◆ **Provided data**:

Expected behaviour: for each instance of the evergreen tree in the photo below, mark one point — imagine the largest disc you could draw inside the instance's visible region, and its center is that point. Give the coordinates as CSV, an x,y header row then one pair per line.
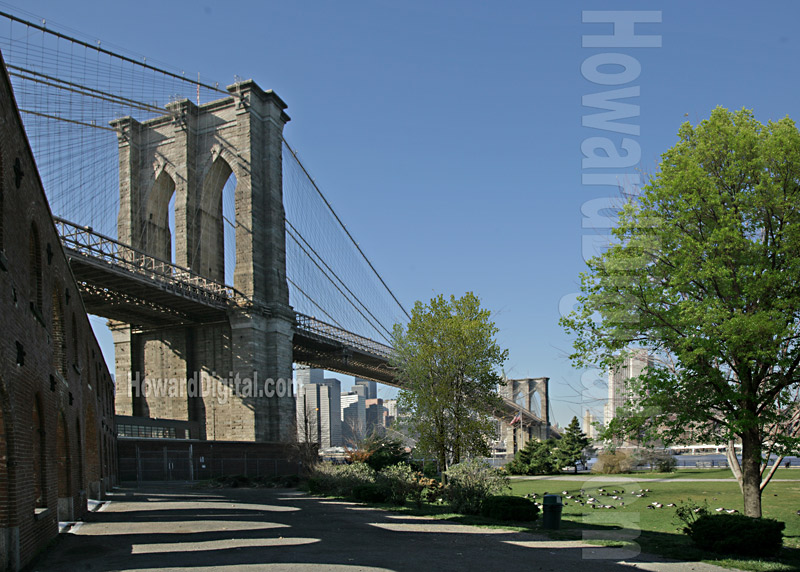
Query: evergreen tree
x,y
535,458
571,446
...
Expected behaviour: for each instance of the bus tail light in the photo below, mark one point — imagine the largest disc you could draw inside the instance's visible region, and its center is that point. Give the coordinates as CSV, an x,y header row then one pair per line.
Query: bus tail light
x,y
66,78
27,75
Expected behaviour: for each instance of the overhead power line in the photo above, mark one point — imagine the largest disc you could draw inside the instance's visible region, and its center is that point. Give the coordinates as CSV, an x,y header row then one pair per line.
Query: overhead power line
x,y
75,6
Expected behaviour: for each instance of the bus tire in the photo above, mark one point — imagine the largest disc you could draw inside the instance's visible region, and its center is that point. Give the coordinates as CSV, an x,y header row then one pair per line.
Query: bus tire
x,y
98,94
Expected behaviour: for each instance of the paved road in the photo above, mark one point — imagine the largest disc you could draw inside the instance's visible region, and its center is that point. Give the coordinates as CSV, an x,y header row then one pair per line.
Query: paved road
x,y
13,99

◆ **Problem statement**:
Report each line of the material above that contains the string "tail". Matching is case-sensitive.

◆ **Response to this task**:
Expected behaviour: for each instance of the bus tail light in the photo below, mark one point — imagine the largest disc you could draw inside the instance's visible region, and its center is that point. Give the coordinates as CSV, an x,y header row then one pair per line.
Query: bus tail light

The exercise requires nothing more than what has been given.